* Phrase grounding data *
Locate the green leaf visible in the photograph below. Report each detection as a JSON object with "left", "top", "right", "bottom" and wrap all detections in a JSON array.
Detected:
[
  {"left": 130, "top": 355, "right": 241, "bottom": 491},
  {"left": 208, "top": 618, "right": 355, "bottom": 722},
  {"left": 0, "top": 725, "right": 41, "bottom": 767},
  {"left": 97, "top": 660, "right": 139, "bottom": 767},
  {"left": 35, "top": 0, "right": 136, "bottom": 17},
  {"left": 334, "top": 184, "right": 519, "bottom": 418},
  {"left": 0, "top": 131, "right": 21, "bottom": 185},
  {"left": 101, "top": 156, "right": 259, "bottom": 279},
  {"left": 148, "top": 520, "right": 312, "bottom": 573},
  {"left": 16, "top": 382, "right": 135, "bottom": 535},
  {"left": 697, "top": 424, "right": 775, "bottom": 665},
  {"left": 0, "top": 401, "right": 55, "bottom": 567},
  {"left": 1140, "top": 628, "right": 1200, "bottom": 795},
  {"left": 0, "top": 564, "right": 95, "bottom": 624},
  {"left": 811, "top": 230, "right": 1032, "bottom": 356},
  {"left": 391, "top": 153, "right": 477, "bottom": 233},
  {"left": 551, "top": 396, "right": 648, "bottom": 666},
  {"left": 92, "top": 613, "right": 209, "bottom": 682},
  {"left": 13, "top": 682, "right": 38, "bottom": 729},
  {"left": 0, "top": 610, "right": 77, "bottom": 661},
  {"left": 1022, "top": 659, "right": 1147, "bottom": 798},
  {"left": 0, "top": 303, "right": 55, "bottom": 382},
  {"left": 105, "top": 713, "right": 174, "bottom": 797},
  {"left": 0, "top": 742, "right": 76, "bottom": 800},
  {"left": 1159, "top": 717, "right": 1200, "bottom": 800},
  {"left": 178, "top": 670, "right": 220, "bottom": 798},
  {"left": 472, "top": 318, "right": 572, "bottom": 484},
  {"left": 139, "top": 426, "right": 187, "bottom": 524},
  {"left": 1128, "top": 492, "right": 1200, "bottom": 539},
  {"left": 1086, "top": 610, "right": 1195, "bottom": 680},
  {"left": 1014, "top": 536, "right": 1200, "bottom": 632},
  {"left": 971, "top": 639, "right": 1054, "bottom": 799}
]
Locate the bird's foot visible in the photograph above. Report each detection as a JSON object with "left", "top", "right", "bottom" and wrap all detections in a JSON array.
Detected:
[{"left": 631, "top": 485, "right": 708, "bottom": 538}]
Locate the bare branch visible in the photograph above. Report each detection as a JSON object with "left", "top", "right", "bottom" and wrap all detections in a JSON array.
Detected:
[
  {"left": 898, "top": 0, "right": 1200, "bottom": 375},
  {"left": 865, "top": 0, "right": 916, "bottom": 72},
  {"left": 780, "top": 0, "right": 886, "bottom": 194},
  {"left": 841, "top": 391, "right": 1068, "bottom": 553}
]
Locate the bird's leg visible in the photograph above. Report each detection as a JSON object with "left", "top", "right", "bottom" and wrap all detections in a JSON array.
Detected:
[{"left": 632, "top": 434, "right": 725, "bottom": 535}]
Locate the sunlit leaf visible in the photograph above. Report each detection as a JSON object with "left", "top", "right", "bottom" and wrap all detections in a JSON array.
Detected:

* Assignment *
Nothing but a number should be given: the count of lines in the data above with the word "leaf".

* Result of the task *
2